→ **Exercise directions**: In the passage on the Jersey companies law amendments, what will the notice period for AGMs and extraordinary general meetings be reduced to?

→ **Exercise passage**:
The regulations also remove an onerous burden on directors to confirm that they have made “full enquiry into the affairs and prospects of the company” in the statutory solvency statements required for redemption and purchases of shares. This was interpreted as necessitating the production of updated accounts to ensure compliance with the statutory provisions. In practice, this was found to be both difficult and cumbersome, especially if financial statements were several months old.

The amendment law

The amendment law will greatly simplify the capital maintenance rules for distributions, reductions of share capital, redemptions/ purchases of shares and financial assistance. Distributions to a company’s shareholders and redemptions/repurchases of par value shares will be permitted to be effected from any source, provided that the directors make the requisite statement of solvency.

This reflects the general trend of focusing on the ongoing solvency of a company, rather than imposing particular statutory requirements on a company’s activities. Previously, a company wishing to make distributions (or redemptions/repurchases of par value shares) could do so only from sources prescribed in the companies law.

As a consequence of the changes to the companies law relating to distributions, the provisions regarding financial assistance will be amended further – removing the provisions concerning shareholder resolutions and solvency statements mentioned above.

The requirement for the Royal Court of Jersey to confirm reductions of capital comprising the return of assets to shareholders from a capital account will be removed. It is important to note that a return of capital in this instance will constitute a ‘distribution’ for the purpose of the companies law, and thus have to comply with the revised provisions in that regard. However, the simplification of the procedure, removing the expense of making a court application, will be welcomed.

Other miscellaneous amendments include the reduction of the notice period for AGMs or extraordinary general meetings to 14 days from 21 days, increased flexibility regarding preparation of accounts and permitting a Jersey public company to be designated a plc.

In summary, these changes introduce useful and practical enhancements to the companies law, and amendments necessary to ensure it remains included at the forefront of modern companies legislation. The amendments will be welcomed by industry and practitioners alike, and should also serve to retain Jersey’s attractiveness as a jurisdiction of choice for the incorporation of vehicles for fund companies and general corporate and banking transactions.

In particular, the increased flexibility of Jersey companies will make Jersey attractive for cross-border transactions.

→ **Record set**:
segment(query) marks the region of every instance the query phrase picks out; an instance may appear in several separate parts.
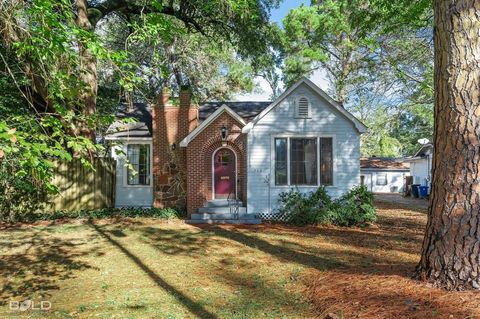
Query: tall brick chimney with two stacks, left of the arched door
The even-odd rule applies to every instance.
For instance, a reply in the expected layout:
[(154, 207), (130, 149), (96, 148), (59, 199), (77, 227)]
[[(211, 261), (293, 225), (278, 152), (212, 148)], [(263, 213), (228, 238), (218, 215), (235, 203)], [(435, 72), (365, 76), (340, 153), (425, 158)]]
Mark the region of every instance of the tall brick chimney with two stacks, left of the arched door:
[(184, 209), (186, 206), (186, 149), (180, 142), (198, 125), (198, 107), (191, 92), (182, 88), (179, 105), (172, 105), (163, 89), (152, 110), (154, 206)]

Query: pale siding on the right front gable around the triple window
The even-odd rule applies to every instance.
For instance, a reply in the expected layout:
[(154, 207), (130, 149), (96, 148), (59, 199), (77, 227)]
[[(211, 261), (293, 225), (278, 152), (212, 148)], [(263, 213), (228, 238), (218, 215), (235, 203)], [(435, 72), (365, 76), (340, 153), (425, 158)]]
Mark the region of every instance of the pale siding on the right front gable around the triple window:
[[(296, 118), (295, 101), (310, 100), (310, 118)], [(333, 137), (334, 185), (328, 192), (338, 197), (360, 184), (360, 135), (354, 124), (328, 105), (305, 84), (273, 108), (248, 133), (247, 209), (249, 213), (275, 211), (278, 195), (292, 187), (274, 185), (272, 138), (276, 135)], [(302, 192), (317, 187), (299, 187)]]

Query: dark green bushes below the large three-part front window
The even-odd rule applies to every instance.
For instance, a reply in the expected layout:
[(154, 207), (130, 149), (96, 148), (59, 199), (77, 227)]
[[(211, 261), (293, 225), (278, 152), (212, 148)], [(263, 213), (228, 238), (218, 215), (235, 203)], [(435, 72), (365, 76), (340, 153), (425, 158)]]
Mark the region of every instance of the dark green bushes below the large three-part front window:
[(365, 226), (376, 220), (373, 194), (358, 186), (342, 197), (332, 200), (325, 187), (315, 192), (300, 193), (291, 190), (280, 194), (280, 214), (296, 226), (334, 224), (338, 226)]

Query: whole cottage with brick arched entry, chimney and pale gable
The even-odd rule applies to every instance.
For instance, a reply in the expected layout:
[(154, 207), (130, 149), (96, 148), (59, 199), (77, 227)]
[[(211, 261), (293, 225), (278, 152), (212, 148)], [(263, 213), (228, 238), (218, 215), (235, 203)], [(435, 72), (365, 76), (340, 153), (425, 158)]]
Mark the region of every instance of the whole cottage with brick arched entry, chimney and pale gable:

--

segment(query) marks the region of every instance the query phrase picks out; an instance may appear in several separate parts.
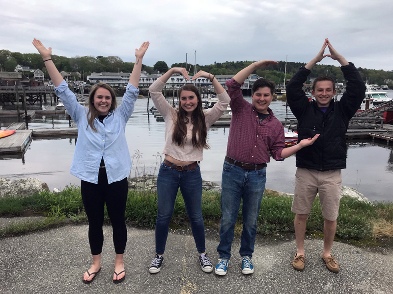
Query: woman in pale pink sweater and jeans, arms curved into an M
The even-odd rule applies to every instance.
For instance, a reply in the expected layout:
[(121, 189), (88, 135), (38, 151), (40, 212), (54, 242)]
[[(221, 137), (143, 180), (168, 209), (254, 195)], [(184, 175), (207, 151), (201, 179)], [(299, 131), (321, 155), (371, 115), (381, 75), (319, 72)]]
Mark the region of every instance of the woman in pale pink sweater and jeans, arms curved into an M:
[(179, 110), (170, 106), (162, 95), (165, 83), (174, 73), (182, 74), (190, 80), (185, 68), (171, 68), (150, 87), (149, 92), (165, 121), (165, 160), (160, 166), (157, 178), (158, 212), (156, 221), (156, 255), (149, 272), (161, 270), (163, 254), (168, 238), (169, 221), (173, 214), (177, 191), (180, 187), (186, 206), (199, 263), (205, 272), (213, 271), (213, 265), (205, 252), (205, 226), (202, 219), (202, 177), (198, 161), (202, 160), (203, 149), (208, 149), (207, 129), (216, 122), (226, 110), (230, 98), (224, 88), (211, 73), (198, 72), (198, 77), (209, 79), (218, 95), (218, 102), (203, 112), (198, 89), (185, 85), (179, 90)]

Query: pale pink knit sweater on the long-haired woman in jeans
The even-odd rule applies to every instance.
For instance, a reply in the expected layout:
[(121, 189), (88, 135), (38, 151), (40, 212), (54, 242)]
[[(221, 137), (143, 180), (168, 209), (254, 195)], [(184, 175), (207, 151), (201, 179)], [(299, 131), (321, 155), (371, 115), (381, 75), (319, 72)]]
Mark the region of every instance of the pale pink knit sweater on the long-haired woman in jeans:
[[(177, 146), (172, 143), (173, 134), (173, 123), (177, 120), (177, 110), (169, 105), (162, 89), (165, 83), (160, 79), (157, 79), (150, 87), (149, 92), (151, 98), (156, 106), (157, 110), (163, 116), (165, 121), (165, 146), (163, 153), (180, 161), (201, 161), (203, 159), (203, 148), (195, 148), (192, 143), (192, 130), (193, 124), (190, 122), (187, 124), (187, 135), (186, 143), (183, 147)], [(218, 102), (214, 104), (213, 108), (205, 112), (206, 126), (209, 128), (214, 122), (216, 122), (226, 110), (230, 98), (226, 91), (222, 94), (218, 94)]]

...

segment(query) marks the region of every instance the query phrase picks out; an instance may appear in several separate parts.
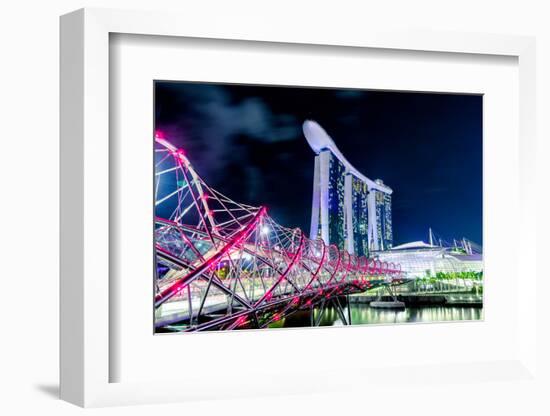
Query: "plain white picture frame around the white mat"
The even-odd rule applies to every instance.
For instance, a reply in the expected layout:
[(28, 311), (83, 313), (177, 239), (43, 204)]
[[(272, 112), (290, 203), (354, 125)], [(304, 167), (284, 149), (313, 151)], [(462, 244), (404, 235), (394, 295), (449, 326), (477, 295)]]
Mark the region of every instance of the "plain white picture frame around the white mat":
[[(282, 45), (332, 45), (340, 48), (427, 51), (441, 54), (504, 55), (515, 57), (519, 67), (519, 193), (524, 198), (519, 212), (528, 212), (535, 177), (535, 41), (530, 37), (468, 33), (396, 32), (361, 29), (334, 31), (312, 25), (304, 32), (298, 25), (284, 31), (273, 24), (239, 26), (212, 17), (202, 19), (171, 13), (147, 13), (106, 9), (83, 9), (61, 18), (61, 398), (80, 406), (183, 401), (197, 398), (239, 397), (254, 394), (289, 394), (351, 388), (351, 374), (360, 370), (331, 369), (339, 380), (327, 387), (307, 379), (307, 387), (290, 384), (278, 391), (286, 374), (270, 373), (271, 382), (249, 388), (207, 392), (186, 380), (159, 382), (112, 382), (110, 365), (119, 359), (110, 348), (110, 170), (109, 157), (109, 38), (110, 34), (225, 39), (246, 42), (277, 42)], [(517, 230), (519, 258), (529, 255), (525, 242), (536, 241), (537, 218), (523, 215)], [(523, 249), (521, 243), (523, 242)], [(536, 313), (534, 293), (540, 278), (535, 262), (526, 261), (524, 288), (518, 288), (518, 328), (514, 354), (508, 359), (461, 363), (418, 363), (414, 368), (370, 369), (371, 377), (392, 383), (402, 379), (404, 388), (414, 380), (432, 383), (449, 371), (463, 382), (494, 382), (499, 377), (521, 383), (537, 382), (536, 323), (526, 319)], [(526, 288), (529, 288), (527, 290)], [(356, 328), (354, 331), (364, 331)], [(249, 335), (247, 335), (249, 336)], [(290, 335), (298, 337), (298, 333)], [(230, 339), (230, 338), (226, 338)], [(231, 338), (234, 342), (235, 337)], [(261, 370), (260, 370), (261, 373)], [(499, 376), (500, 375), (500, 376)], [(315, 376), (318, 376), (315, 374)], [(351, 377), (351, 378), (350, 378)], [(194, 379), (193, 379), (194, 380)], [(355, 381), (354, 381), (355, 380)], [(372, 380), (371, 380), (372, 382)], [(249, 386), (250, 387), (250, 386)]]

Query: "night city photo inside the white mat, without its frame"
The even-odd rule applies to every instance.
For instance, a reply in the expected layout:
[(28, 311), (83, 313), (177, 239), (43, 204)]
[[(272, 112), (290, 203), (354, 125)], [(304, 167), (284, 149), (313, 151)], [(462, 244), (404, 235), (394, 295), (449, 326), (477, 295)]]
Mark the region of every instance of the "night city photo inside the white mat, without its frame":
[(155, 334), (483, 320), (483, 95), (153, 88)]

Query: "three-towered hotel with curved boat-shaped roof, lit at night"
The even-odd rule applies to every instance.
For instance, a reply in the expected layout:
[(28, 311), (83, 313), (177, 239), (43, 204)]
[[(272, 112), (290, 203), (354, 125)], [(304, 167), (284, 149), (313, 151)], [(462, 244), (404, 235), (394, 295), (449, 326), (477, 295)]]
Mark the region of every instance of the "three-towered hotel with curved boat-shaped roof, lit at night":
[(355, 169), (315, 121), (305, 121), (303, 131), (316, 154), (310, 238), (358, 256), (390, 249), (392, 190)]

→ **Solution for this problem**: 14 days, down from 21 days.